[Begin Passage to read]
NASHVILLE, Tenn. -- Sidney Crosby is bringing the Stanley Cup back home to Pittsburgh for a second consecutive year. He's bringing another MVP trophy, too.

Patric Hornqvist scored with 1:35 left and Matt Murray made 27 saves for his second straight shutout as the Penguins became the first team in nearly two decades to repeat as champion with a 2-0 win over the Nashville Predators in Game 6 on Sunday night.

The Penguins won their fifth title - all of them clinched on the road - to tie the Wayne Gretzky-Mark Messier-era Edmonton Oilers for sixth on the all-time list. The Detroit Red Wings in 1997 and `98 were the last champion to defend their title. The Penguins are the first to do it in the salary-cap era.

"We knew it was going to be tough all year, but we just tried to keep with it," Crosby said. "We had a lot of injuries and things like that. We just kept finding ways. That was really what we did all season, all playoffs. It's great to be able to do it."

Crosby also became just the third player to win the Conn Smythe Trophy in consecutive years as the Stanley Cup MVP to go along with his third championship. He led the Final in scoring with one goal and six assists, including three in a 6-0 win in Game 5 that put the Penguins on the doorstep of another title. Only teammate Evgeni Malkin (28 points) had more than Crosby's 27 this postseason.
[End Passage to read]
[Begin Material for the task]
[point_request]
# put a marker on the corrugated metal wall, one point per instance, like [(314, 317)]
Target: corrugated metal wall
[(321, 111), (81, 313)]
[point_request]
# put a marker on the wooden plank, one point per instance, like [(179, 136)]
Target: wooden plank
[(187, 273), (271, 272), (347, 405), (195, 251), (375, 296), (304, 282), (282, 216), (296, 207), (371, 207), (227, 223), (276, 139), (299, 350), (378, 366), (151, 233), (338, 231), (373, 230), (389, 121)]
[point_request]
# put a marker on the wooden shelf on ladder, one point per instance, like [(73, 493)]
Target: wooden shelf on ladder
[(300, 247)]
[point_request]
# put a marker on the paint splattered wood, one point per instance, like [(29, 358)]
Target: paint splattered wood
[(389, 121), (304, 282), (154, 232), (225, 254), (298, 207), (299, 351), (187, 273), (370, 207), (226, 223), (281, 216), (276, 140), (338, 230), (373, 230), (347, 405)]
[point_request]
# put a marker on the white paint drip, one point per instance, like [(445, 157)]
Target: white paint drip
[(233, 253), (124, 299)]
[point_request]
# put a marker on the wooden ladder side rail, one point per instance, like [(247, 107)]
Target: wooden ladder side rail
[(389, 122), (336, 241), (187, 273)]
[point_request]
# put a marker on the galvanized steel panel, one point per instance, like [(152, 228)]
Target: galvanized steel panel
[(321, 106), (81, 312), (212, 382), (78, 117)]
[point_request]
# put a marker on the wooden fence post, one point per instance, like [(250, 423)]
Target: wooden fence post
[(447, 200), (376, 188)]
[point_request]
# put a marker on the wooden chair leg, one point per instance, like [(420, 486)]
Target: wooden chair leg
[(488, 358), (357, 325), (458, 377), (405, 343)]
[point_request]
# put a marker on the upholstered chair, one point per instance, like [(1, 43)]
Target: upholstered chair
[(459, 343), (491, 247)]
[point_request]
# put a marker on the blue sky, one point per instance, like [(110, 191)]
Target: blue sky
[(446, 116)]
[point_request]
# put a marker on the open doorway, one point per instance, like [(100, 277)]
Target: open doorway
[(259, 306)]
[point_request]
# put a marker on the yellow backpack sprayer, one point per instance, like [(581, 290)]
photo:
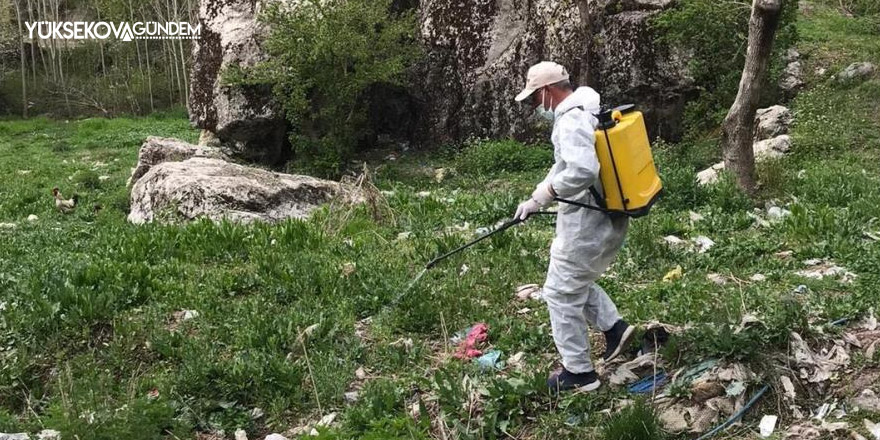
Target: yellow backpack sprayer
[(626, 166)]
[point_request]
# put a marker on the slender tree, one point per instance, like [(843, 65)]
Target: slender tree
[(738, 129)]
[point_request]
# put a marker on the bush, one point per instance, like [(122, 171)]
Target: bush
[(635, 422), (490, 157), (716, 33), (324, 59)]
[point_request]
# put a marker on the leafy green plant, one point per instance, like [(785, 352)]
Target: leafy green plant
[(490, 157), (325, 57), (634, 422)]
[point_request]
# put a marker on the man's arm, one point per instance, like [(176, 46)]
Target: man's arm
[(577, 149)]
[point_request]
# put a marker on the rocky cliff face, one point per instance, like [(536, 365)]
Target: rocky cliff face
[(244, 120), (479, 50), (477, 53)]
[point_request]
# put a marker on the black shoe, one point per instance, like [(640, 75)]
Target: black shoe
[(565, 380), (617, 339)]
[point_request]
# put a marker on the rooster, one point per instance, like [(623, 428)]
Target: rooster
[(65, 206)]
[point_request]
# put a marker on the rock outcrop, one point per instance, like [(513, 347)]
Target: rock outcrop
[(181, 183), (856, 72), (772, 121), (245, 120), (476, 56), (479, 50), (156, 150)]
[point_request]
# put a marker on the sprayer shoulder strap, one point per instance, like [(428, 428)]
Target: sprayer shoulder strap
[(597, 196)]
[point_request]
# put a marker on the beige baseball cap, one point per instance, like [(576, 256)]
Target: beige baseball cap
[(540, 75)]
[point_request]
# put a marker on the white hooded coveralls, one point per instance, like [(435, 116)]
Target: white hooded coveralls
[(586, 241)]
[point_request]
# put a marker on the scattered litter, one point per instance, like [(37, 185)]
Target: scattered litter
[(348, 269), (653, 338), (735, 389), (802, 432), (747, 320), (50, 434), (824, 410), (717, 278), (490, 360), (360, 373), (515, 361), (788, 386), (406, 343), (820, 268), (868, 400), (776, 213), (467, 348), (624, 374), (871, 321), (649, 384), (873, 428), (673, 274), (673, 240), (762, 223), (784, 254), (767, 425), (817, 367), (525, 291), (703, 244)]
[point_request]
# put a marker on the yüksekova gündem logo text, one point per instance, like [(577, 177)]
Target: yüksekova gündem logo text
[(102, 30)]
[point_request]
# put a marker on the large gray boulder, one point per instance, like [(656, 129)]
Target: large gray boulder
[(772, 121), (245, 120), (856, 72), (210, 187), (478, 52), (156, 150)]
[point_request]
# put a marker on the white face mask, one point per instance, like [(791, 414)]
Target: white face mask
[(542, 111)]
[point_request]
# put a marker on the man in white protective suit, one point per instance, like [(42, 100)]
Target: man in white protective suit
[(586, 241)]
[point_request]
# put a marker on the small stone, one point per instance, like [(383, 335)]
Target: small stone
[(49, 434), (717, 278), (710, 175), (856, 72), (703, 243), (772, 148)]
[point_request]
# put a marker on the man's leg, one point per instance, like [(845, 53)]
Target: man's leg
[(569, 325), (599, 309)]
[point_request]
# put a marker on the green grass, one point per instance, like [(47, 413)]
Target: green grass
[(88, 345)]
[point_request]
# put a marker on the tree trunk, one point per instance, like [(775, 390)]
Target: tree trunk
[(738, 129), (23, 60), (587, 30)]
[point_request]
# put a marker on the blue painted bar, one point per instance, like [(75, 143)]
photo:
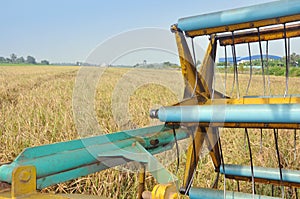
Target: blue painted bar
[(250, 113), (63, 161), (204, 193), (262, 172), (240, 15)]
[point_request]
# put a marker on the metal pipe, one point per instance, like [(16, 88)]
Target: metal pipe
[(246, 113), (292, 176), (199, 193), (240, 15)]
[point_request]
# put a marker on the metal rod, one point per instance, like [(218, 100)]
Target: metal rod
[(250, 78), (251, 162), (279, 164), (141, 178), (286, 62), (262, 61), (236, 77), (177, 149), (267, 66), (295, 144), (226, 61), (260, 148), (223, 164), (196, 73)]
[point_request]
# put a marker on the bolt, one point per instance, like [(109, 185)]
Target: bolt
[(24, 176)]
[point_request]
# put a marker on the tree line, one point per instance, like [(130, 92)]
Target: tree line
[(14, 59)]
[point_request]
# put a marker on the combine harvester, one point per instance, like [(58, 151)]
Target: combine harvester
[(199, 117)]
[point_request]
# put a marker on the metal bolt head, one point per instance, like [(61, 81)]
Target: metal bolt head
[(25, 176)]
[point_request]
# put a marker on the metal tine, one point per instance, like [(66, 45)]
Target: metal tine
[(278, 156), (250, 78), (225, 81), (267, 66), (223, 163), (295, 144), (286, 48), (260, 148), (196, 74), (251, 162), (262, 61), (235, 77)]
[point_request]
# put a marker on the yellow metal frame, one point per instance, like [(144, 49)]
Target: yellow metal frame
[(24, 186)]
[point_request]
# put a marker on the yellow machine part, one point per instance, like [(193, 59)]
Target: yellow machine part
[(24, 186)]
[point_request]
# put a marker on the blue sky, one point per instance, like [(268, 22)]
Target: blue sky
[(68, 30)]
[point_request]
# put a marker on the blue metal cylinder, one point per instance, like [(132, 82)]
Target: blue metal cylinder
[(250, 113), (204, 193), (240, 15), (261, 172)]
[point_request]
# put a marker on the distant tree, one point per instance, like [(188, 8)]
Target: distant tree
[(45, 62), (30, 60), (13, 57), (20, 60)]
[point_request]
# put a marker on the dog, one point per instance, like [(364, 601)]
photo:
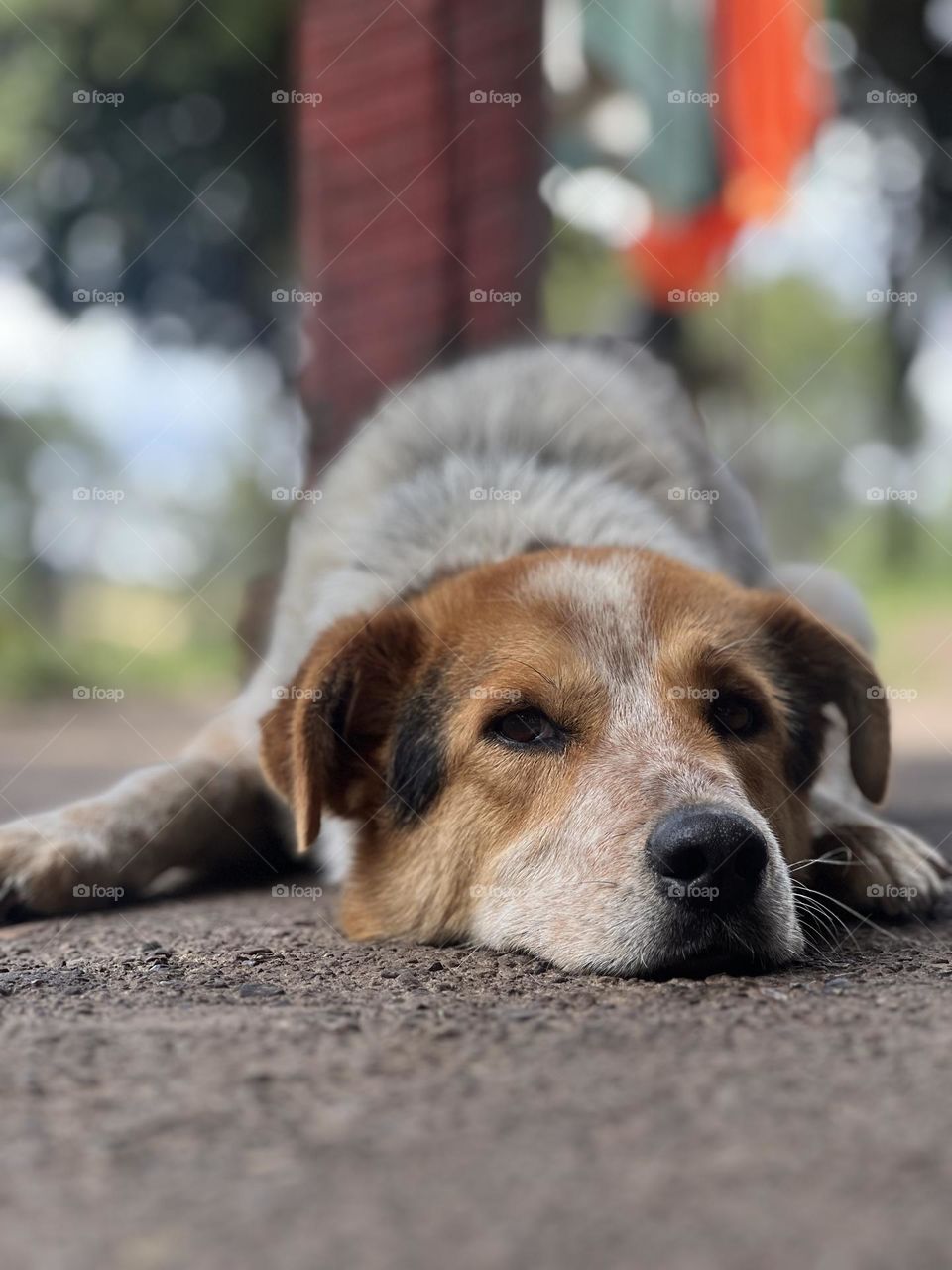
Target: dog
[(534, 684)]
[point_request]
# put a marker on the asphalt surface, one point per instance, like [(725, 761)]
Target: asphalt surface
[(222, 1080)]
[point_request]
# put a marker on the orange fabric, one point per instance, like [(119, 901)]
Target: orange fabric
[(771, 100)]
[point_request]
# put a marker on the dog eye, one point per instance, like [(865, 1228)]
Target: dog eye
[(735, 716), (526, 728)]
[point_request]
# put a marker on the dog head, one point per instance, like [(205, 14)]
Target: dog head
[(598, 756)]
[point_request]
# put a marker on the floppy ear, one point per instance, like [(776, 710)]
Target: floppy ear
[(321, 746), (821, 666)]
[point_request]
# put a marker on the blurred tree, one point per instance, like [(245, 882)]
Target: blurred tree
[(141, 151)]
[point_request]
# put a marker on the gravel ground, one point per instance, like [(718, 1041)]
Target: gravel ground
[(222, 1080)]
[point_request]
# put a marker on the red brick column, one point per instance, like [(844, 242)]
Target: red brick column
[(413, 193)]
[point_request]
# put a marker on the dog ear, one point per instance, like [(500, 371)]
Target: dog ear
[(819, 666), (321, 746)]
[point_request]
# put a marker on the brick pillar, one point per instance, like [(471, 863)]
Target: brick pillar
[(411, 193)]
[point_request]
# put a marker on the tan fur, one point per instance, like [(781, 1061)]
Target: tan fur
[(484, 631)]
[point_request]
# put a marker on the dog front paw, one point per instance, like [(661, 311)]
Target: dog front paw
[(40, 873), (881, 867)]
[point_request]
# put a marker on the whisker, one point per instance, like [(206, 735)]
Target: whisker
[(853, 912)]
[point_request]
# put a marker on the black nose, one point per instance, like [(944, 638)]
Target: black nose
[(707, 855)]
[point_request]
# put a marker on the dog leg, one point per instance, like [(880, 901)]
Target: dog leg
[(873, 864), (204, 812), (867, 861)]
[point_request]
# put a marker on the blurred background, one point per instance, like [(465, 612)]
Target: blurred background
[(226, 229)]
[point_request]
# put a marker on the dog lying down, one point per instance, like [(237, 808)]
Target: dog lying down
[(534, 684)]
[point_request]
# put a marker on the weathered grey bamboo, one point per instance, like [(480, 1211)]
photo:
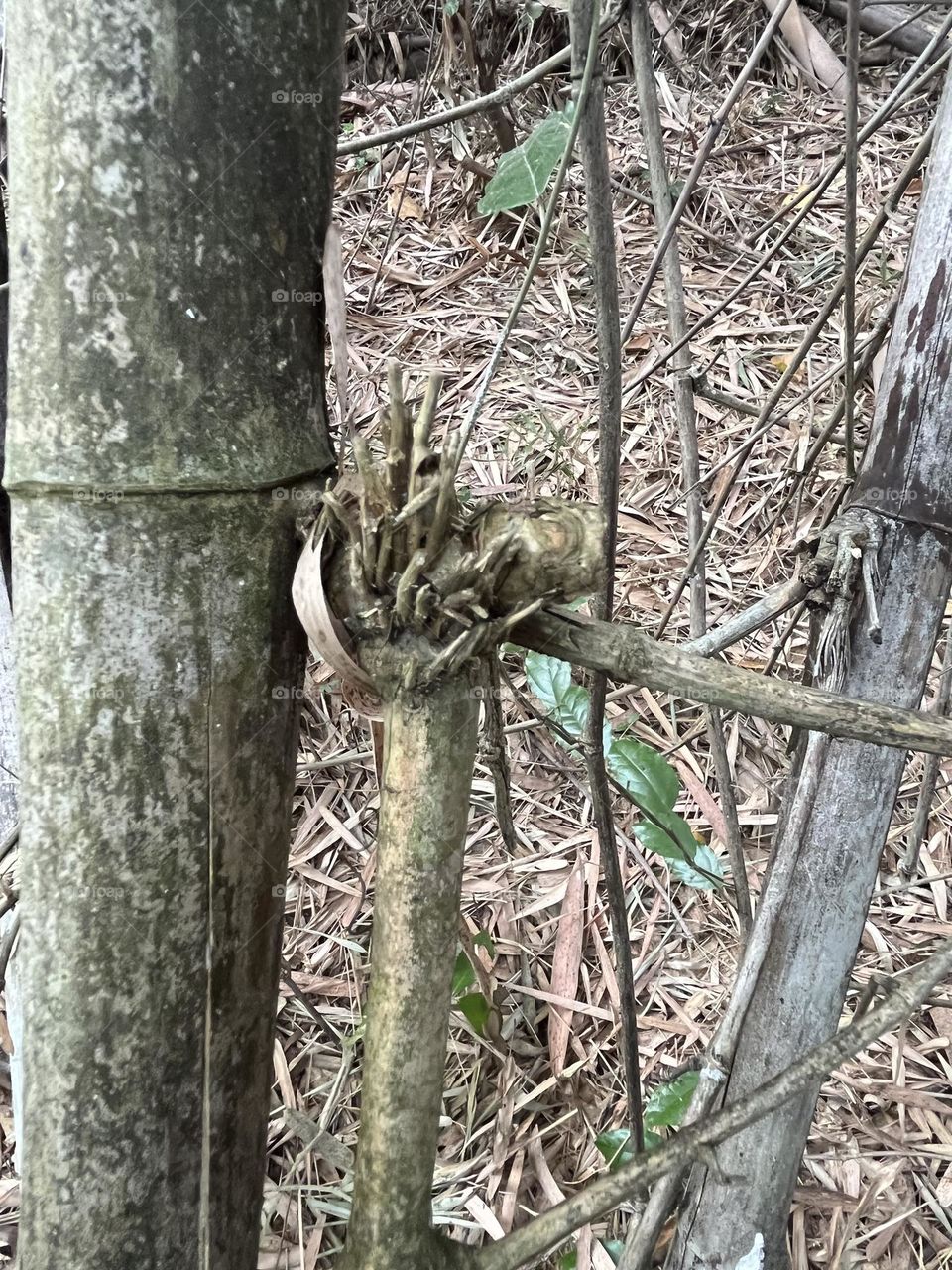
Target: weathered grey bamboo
[(428, 761), (838, 815), (171, 195)]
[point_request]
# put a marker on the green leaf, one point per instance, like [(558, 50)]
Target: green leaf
[(670, 838), (524, 173), (476, 1010), (463, 974), (666, 1105), (649, 778), (613, 1146), (613, 1247), (708, 861), (548, 679), (551, 680)]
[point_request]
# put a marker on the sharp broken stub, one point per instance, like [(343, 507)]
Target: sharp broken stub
[(395, 563)]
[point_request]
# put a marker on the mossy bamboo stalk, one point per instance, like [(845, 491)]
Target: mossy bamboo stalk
[(172, 190), (428, 762)]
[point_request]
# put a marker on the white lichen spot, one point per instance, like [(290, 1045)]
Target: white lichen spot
[(754, 1259), (112, 336), (79, 284), (112, 182)]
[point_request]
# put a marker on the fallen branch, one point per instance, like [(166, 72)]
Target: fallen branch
[(601, 1197), (627, 654)]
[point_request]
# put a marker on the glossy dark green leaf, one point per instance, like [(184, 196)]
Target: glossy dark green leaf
[(666, 1105), (670, 838), (476, 1010), (712, 875), (613, 1146), (649, 778), (525, 172), (463, 974)]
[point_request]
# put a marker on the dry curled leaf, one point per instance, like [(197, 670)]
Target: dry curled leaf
[(327, 635)]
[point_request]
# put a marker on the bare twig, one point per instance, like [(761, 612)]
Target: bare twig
[(705, 149), (583, 17), (802, 208), (540, 243), (852, 162), (869, 240), (498, 96), (627, 654)]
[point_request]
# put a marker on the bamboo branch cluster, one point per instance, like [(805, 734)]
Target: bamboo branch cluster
[(394, 559)]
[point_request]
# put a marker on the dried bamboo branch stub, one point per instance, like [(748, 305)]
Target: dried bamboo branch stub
[(409, 599), (630, 656)]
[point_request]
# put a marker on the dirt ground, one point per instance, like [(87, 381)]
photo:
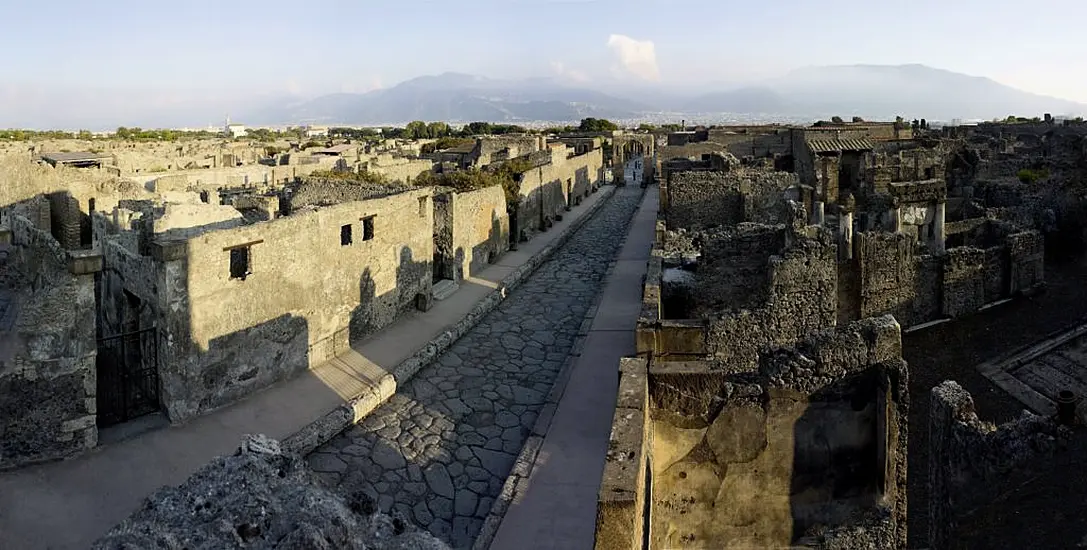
[End Material for the task]
Set problem 1: In the Stanley Cup article, who scored for the Penguins with 1:35 left in Game 6?
Set problem 2: Reproduce the entries from their start through the line containing "[(321, 106), (81, 312), (212, 382), (78, 117)]", inclusive, adding 46 to every point coordinate in the answers and keeping each request as it is.

Final result 1: Patric Hornqvist

Final result 2:
[point_request]
# put a marker on the corrugated metal wall, one point per instance, like [(314, 317)]
Target: corrugated metal wall
[(367, 157), (127, 359)]
[point_request]
# put a marker on the wooden plank, one point per instance, like [(179, 136)]
Target: wooden plank
[(233, 319), (317, 318), (393, 451), (241, 297), (421, 342), (350, 328), (328, 262), (342, 253), (417, 253), (273, 269), (322, 185), (345, 396), (424, 412), (197, 279), (384, 277), (419, 276), (435, 167)]
[point_request]
# put a marker on the wooden shelf on ladder, one point per instance, like [(73, 493)]
Target: wooden shelf on ladder
[(346, 293)]
[point_request]
# put a marker on the paint splattered wood, one point per instance, like [(29, 358)]
Target: paint splattered wood
[(435, 167), (350, 328), (200, 278), (271, 300), (344, 253), (345, 397), (233, 319), (416, 253), (272, 269), (327, 262), (322, 186), (384, 276), (419, 276), (393, 451)]
[point_request]
# put a marker on the white paint drip, one point per instance, like [(445, 157)]
Target: white paint drip
[(279, 299), (170, 345)]
[point_request]
# put a marker on the wooden ladder side rail, one point per instance, like [(247, 107)]
Target: wooden ladder side rail
[(435, 168), (382, 287), (233, 319)]
[point_request]
# put a marker on the galvanized steel panel, one point per instance, like [(152, 228)]
Target: galvanized steel panel
[(367, 152), (127, 358), (258, 428), (124, 163)]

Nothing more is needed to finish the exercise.